* _Extract provided_:
*****
Re: [Linux-HA] Server becomes unresponsive after node failure

2011-03-08 Thread Sascha Hagedorn

Hi Dejan,

thank you for your answer. I added an external/ssh stonith resource to test 
this and it resolved the problem. It wasn't clear to me that the stonith 
resource does more than shooting the other node. Apparently some cluster 
parameters are being set too, so the system stays clean. During the test my 
understanding was when I cut the power of one node I don't need a stonith 
device to shoot it.

Thanks again,
Sascha

-Ursprüngliche Nachricht-
Von: linux-ha-boun...@lists.linux-ha.org 
[mailto:linux-ha-boun...@lists.linux-ha.org] Im Auftrag von Dejan Muhamedagic
Gesendet: Montag, 7. März 2011 16:43
An: General Linux-HA mailing list
Betreff: Re: [Linux-HA] Server becomes unresponsive after node failure

Hi,

On Mon, Mar 07, 2011 at 10:55:01AM +0100, Sascha Hagedorn wrote:
> Hello everyone,
>
> I am evaluating a two node cluster setup and I am running into some problems.
*****
* _Source data_:
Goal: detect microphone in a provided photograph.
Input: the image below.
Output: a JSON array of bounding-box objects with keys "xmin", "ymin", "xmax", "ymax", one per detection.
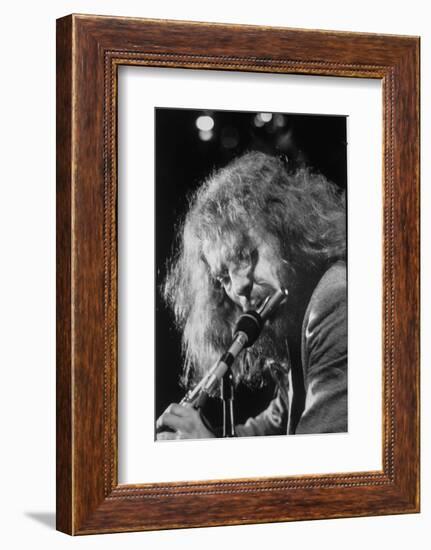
[{"xmin": 180, "ymin": 288, "xmax": 288, "ymax": 409}]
*****
* _Task list_:
1. Do these statements agree with the Linux-HA mailing-list reply? Answer yes or no for each, and quote the text's deciding words. (a) Adding an external/ssh stonith resource resolved the problem. (b) The writer had understood that a stonith device is still needed when a node's power is cut. (c) The cluster under evaluation has three nodes.
2. From the Linux-HA mailing-list reply, print word for word the passage that begins at the words "thank you for" and stops after "to shoot it.".
The lines are not needed for what comes next.

* _The solutions_:
1.
(a) Yes: "I added an external/ssh stonith resource to test this and it resolved the problem."
(b) No: "my understanding was when I cut the power of one node I don't need a stonith device to shoot it."
(c) No: "I am evaluating a two node cluster setup"

2.
thank you for your answer. I added an external/ssh stonith resource to test 
this and it resolved the problem. It wasn't clear to me that the stonith 
resource does more than shooting the other node. Apparently some cluster 
parameters are being set too, so the system stays clean. During the test my 
understanding was when I cut the power of one node I don't need a stonith 
device to shoot it.